● **TASK PROMPT**: Could you repeat all of the entries exactly, leaving out any pictures?

※

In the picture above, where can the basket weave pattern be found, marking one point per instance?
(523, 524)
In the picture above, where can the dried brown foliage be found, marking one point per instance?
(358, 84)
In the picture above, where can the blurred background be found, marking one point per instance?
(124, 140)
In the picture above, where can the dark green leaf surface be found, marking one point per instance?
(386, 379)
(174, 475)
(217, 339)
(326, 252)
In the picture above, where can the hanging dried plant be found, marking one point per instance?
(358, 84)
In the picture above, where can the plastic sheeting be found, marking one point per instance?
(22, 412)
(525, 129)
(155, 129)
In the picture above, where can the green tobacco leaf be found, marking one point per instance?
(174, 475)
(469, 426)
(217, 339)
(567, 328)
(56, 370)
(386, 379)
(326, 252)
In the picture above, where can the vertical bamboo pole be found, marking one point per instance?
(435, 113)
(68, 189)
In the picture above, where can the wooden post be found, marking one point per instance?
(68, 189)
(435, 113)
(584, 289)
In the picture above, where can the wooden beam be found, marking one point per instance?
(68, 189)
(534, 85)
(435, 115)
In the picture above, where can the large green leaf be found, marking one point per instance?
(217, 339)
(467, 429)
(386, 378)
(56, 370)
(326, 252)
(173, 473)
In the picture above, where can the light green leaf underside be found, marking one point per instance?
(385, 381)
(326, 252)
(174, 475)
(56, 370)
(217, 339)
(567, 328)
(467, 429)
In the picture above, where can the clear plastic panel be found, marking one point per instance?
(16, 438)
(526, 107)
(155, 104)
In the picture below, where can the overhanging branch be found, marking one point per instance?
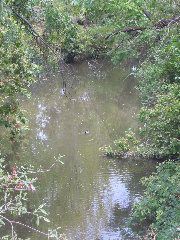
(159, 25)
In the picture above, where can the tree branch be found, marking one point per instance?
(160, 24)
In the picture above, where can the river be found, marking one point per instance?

※

● **EXERCISE OUTPUT**:
In the picture above, where can the basket weave pattern be found, marking one point per instance?
(523, 524)
In the picture above, where can the dried brown foliage be found, marking one point per instance?
(358, 84)
In the picture above, where can the blurred background be found, marking one point per instance?
(124, 140)
In the picture above, where can the dark green leaf surface be found, marking one point per instance?
(386, 379)
(174, 475)
(217, 339)
(326, 252)
In the picture above, where can the hanging dried plant be found, marking one point per instance?
(358, 84)
In the picture above, where can the plastic sheeting be found, marking one point per instance?
(22, 412)
(525, 129)
(155, 129)
In the picture above, where can the green tobacco leaf be found, marking one point per instance?
(174, 475)
(469, 426)
(217, 339)
(567, 328)
(56, 370)
(386, 379)
(326, 252)
In the picture above, where can the vertical bamboo pole be found, marking one point per instance?
(435, 113)
(68, 189)
In the picture above, where can the wooden post be found, marking one point per instance?
(68, 189)
(435, 113)
(584, 289)
In the picture above, where can the wooden beam be found, marking one point per instance?
(68, 189)
(534, 85)
(435, 115)
In the picture above, where can the large green leaf be found, marking one point per instance?
(217, 339)
(467, 429)
(386, 378)
(56, 370)
(326, 252)
(173, 473)
In the picture above, where can the light green leaf underside be found, marking one point per instance?
(385, 381)
(326, 252)
(174, 475)
(56, 370)
(217, 339)
(567, 328)
(467, 429)
In the picture above, where can the clear plastic panel be found, marking one point per instance?
(16, 438)
(526, 107)
(155, 104)
In the picture below, where can the overhanging branch be found, marking one point per instance?
(159, 25)
In the picture above, where can the tree branch be found, marking one point per instance?
(160, 24)
In the picture above, where can the river be found, marking one point per instance?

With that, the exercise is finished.